_EXERCISE AIM:_ Copy the listing from its first line through the line containing "column 894, row 353", swapping "office chair" for "desk chair" and leaving everything else as it is.

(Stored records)

________

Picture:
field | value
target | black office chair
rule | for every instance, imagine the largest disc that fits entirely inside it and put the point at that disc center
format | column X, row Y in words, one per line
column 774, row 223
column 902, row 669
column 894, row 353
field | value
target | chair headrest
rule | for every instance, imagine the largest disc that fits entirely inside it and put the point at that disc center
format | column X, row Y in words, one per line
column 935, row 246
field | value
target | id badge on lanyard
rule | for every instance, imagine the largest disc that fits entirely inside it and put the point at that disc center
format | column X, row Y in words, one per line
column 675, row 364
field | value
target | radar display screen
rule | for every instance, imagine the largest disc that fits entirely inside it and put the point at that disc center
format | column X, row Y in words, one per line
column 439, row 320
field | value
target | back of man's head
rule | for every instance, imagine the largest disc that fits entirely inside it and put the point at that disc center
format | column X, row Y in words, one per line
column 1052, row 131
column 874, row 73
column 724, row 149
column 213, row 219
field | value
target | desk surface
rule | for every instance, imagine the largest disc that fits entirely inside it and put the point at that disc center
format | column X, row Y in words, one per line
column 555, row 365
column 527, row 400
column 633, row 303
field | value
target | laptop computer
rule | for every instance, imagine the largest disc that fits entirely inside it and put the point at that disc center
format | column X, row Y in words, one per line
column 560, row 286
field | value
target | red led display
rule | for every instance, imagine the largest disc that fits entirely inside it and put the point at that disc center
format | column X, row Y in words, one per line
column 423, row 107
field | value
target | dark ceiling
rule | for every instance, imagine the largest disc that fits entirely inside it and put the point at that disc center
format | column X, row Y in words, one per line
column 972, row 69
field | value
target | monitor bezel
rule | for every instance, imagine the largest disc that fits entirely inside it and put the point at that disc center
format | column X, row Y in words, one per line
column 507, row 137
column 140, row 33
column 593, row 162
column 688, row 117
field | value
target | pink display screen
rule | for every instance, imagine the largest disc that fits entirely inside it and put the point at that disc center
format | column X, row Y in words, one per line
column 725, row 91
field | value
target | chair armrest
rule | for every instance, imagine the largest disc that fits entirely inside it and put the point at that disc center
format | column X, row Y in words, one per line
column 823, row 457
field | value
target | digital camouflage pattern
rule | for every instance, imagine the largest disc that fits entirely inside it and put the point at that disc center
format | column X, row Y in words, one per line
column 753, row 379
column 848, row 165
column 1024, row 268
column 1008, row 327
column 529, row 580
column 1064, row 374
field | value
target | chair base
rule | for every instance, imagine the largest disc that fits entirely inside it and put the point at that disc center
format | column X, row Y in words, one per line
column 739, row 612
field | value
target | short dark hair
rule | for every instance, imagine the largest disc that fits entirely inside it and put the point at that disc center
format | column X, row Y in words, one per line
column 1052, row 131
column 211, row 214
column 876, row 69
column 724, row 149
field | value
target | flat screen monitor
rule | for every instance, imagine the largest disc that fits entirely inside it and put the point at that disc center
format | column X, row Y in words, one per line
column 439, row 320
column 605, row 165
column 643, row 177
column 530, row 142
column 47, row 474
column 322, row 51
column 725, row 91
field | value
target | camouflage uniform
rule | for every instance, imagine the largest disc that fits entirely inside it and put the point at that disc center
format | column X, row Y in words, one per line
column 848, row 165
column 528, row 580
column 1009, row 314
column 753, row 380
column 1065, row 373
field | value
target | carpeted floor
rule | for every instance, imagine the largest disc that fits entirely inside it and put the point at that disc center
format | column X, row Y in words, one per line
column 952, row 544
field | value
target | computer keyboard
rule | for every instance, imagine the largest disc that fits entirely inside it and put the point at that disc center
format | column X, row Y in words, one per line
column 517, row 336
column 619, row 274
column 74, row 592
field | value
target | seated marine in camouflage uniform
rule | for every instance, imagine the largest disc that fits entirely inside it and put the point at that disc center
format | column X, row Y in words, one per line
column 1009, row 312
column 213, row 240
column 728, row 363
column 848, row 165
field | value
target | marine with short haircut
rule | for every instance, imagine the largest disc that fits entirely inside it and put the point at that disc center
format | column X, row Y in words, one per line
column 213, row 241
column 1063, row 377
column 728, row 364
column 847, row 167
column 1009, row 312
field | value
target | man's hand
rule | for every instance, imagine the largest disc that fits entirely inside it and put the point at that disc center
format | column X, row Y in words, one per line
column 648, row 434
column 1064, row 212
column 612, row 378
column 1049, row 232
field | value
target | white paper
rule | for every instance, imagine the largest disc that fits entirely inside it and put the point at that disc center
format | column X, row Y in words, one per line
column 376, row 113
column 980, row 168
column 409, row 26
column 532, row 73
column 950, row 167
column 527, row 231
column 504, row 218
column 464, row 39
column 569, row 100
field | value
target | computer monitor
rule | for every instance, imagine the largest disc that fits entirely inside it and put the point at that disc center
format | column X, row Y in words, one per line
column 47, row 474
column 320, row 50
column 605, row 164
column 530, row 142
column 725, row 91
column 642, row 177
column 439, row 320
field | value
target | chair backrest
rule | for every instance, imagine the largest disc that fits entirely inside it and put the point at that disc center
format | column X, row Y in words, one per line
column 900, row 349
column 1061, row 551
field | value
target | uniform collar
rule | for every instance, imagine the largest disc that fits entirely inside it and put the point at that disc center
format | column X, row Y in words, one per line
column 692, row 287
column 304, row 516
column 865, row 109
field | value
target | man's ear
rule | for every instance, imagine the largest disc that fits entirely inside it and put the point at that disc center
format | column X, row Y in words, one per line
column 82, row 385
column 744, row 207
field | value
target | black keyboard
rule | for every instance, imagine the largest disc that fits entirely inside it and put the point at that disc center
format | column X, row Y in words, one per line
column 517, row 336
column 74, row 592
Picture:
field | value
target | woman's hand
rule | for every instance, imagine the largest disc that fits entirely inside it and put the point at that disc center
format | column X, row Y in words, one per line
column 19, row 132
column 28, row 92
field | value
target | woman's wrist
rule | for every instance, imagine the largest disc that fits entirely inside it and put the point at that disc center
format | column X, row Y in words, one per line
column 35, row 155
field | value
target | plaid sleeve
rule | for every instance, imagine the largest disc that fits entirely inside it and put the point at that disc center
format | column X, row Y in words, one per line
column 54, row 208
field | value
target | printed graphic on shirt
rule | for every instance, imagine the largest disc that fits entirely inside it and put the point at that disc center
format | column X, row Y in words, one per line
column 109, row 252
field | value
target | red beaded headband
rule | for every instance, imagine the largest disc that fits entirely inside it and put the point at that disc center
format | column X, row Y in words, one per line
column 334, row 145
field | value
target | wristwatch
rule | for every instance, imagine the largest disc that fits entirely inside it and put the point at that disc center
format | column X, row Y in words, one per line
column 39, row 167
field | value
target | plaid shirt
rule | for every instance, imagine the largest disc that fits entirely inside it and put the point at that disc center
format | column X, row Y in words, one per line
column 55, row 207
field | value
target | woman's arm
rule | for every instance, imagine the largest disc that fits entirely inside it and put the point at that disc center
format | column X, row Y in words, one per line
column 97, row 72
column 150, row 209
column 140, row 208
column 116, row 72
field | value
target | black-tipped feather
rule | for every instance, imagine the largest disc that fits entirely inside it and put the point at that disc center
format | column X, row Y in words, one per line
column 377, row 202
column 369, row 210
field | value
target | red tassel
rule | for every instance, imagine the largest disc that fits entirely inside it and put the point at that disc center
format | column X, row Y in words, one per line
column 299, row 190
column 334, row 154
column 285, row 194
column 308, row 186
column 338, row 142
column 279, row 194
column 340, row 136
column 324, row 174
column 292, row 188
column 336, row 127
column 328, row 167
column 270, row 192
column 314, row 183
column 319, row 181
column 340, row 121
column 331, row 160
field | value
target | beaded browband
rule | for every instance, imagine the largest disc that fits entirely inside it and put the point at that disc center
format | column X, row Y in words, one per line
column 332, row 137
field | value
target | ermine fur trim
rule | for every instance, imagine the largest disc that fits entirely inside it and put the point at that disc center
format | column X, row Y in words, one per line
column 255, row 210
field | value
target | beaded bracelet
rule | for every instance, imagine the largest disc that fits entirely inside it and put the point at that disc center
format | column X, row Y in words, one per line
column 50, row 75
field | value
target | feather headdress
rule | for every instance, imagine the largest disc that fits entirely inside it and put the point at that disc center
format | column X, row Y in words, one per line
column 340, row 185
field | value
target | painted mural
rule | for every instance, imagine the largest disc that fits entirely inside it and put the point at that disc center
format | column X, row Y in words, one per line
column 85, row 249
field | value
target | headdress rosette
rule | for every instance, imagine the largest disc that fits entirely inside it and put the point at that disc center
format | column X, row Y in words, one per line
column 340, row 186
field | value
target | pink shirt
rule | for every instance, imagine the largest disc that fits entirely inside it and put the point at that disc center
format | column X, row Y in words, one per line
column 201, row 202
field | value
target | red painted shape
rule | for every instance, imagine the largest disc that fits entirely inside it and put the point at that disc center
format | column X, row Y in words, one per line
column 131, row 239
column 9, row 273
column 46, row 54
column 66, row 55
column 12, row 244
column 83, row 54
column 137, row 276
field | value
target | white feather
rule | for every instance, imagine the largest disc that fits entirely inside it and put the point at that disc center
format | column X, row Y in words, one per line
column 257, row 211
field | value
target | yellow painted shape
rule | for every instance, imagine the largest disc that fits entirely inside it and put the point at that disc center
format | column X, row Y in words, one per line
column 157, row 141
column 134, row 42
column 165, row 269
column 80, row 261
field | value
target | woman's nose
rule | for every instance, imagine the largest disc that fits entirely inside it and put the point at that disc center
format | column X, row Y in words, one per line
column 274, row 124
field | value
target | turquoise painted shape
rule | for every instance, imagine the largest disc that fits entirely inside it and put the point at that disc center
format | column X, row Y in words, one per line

________

_EXERCISE RESULT:_
Picture:
field | value
target | black desk chair
rule | for every instance, imagine the largest disc that fits entirely inside it and put the point at that disc center
format | column X, row Y in words, one per line
column 774, row 223
column 902, row 669
column 894, row 353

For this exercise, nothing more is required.